◆ Problem requirements
Report every line of the listing below that contains the word "glove", matching case exactly.

-- Begin Record list --

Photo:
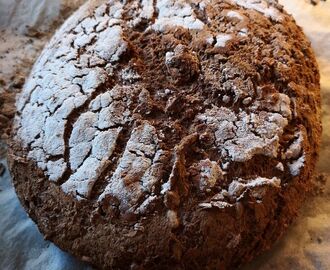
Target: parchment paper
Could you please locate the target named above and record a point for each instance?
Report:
(27, 25)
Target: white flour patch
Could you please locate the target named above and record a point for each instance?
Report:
(261, 6)
(176, 13)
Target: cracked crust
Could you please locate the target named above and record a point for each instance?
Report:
(168, 134)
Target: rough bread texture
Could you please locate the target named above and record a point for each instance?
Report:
(168, 134)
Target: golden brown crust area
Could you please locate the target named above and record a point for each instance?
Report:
(168, 134)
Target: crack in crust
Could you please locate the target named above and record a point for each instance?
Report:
(165, 74)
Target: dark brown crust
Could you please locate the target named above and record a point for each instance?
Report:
(205, 238)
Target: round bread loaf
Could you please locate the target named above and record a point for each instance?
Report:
(168, 134)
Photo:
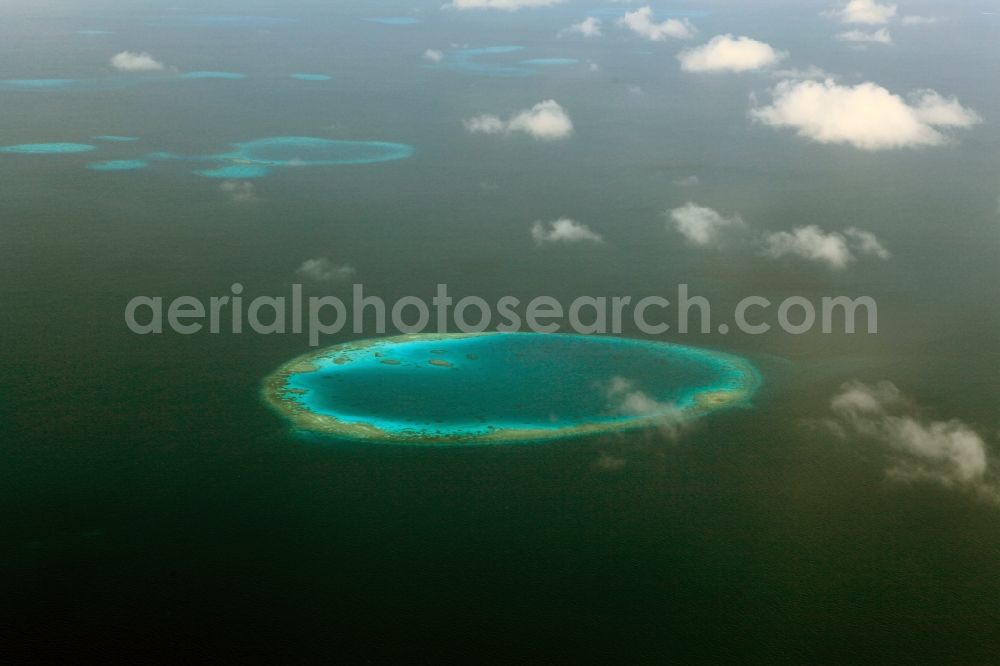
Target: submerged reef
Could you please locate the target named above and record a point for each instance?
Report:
(118, 165)
(252, 159)
(48, 148)
(255, 159)
(490, 388)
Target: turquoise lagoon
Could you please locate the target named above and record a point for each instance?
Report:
(490, 388)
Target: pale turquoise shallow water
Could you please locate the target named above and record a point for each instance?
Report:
(507, 387)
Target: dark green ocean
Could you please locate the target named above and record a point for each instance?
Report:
(150, 501)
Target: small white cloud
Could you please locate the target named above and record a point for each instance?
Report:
(563, 230)
(129, 61)
(505, 5)
(866, 116)
(803, 73)
(588, 27)
(325, 270)
(726, 53)
(704, 227)
(545, 121)
(809, 242)
(950, 453)
(868, 12)
(240, 191)
(836, 250)
(641, 23)
(623, 397)
(919, 20)
(880, 36)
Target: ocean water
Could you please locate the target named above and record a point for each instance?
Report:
(150, 497)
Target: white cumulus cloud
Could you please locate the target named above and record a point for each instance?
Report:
(880, 36)
(133, 61)
(865, 11)
(726, 53)
(624, 397)
(588, 27)
(950, 452)
(919, 20)
(545, 121)
(704, 227)
(834, 249)
(866, 115)
(563, 230)
(325, 270)
(641, 23)
(505, 5)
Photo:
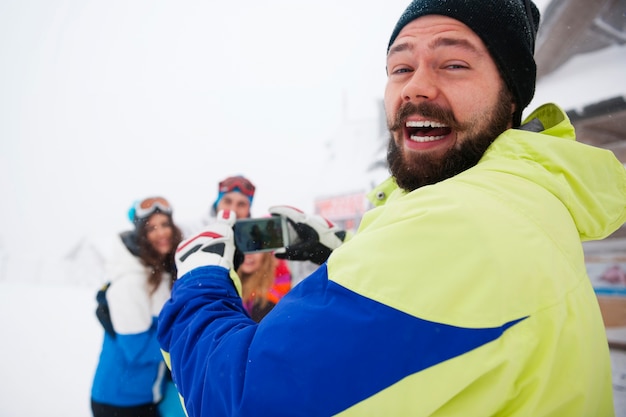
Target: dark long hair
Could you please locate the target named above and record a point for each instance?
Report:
(157, 263)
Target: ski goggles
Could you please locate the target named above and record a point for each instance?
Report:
(146, 207)
(238, 183)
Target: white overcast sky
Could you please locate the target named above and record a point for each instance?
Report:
(103, 102)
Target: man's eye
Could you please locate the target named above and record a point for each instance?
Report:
(456, 66)
(401, 71)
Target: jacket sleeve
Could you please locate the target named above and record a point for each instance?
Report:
(133, 323)
(322, 349)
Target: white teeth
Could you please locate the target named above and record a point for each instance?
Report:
(424, 123)
(422, 139)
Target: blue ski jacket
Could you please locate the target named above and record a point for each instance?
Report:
(131, 368)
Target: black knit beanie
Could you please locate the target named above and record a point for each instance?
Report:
(504, 28)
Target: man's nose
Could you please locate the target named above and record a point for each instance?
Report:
(421, 86)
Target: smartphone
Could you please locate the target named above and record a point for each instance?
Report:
(261, 234)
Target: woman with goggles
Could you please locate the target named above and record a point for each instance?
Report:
(131, 375)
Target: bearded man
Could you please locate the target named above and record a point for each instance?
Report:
(463, 293)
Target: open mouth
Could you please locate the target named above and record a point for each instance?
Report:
(426, 130)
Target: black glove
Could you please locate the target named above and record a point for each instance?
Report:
(317, 236)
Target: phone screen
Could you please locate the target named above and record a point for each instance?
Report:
(260, 235)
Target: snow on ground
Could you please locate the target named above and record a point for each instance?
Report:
(51, 342)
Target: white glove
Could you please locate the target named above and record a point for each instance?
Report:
(214, 246)
(317, 236)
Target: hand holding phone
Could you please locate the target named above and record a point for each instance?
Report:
(261, 234)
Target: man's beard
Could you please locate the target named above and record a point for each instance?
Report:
(417, 170)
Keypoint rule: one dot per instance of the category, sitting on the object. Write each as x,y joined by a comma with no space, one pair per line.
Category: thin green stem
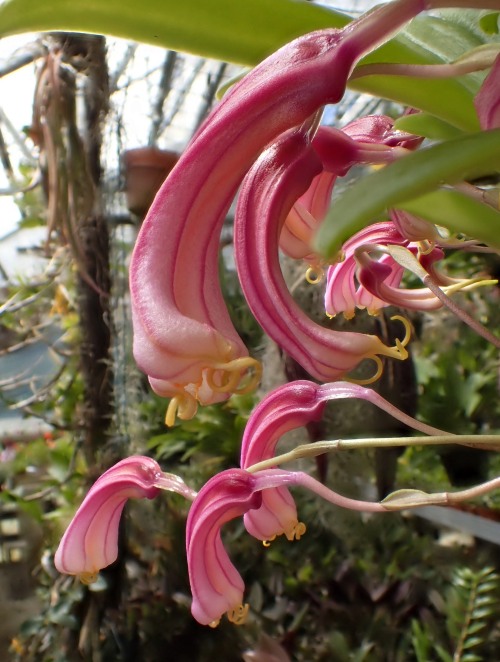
483,442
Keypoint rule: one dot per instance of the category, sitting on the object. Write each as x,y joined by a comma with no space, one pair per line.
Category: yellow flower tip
425,247
239,615
184,406
373,378
16,646
296,531
267,543
88,578
239,376
401,344
468,284
314,275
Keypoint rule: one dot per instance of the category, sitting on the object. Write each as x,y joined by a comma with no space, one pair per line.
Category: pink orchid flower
367,140
183,337
487,101
343,294
216,585
367,277
284,409
90,542
282,173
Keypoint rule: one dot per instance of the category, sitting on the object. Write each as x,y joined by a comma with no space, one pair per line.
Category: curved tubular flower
282,173
342,294
183,337
216,585
370,139
376,277
284,409
90,542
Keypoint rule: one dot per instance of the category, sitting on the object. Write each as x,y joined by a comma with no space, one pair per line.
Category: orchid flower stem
461,313
305,480
484,442
399,500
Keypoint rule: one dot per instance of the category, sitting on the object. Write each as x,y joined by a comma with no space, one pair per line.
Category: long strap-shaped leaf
415,175
246,32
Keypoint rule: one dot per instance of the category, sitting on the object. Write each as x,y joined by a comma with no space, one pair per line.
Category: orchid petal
287,408
216,585
181,325
90,542
371,139
487,101
280,175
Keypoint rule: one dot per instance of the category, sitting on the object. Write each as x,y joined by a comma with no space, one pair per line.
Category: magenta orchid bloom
343,294
90,542
284,409
367,277
370,139
183,337
487,101
282,173
216,585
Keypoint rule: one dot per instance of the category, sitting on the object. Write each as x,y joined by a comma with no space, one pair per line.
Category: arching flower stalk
287,408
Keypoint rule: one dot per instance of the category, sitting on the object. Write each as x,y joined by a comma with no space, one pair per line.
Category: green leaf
427,125
489,23
432,40
244,32
417,174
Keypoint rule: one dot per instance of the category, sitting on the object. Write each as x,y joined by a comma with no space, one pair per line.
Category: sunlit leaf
246,32
427,125
243,32
417,174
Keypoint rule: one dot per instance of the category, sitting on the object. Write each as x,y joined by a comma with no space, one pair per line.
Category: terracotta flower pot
145,170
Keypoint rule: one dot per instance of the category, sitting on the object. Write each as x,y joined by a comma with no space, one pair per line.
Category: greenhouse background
413,585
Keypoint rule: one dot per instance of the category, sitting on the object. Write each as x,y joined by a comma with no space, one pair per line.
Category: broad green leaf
489,23
432,40
245,32
413,176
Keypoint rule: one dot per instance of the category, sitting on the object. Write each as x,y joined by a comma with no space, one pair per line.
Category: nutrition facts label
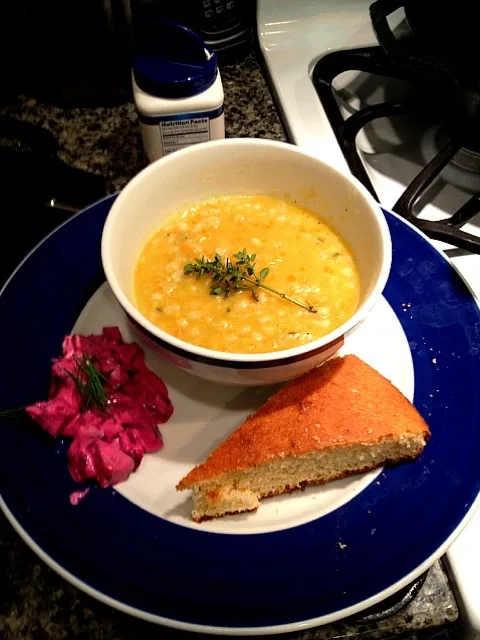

-- End Record list --

◆ Solution to the exercise
Target: black glove
Target: white glove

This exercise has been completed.